PROBLEM TO SOLVE. Find each line in the rows below that contains the word "Look", and copy every such line in full.

DATA FOR THIS EXERCISE.
■ ■ ■ ■

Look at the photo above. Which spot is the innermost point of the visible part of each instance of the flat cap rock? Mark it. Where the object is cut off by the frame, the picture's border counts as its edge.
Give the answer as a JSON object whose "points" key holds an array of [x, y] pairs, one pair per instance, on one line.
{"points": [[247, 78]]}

■ ■ ■ ■

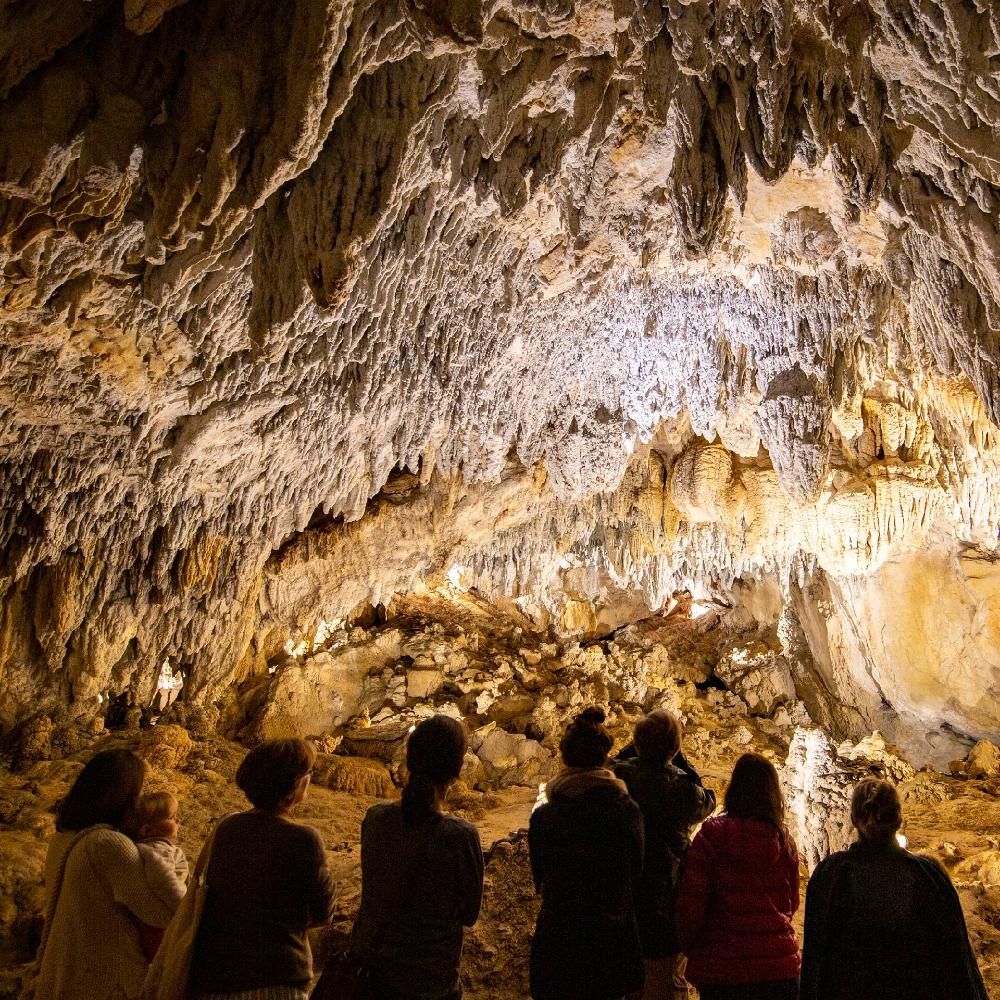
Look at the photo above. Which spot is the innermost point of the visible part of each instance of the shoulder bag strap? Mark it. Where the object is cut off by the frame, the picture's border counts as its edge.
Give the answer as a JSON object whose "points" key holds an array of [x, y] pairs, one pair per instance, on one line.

■ ■ ■ ■

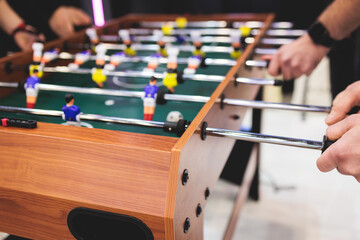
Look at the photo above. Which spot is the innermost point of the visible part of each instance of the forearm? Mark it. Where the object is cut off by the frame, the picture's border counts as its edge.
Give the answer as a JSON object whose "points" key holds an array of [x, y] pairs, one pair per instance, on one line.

■ ■ ■ ■

THE RESPONSE.
Look at the photo above. Which spot is the innermost point of the visible part of each instance of the flat cap rock? Mark it. Where the object is cut off by the frame, the picture's border counts as its edge.
Look at the photo above. Which spot is the innermost point of the visible part of each instance of the shoulder bag strap? Mark it. Where the object is cut off by the frame, the picture's border counts as its edge.
Look at the photo above. Which spot is the innermost point of the visible part of each instance of the forearm? Mark it. Where the object is cut off by the frame, the picture's border counts as its edge.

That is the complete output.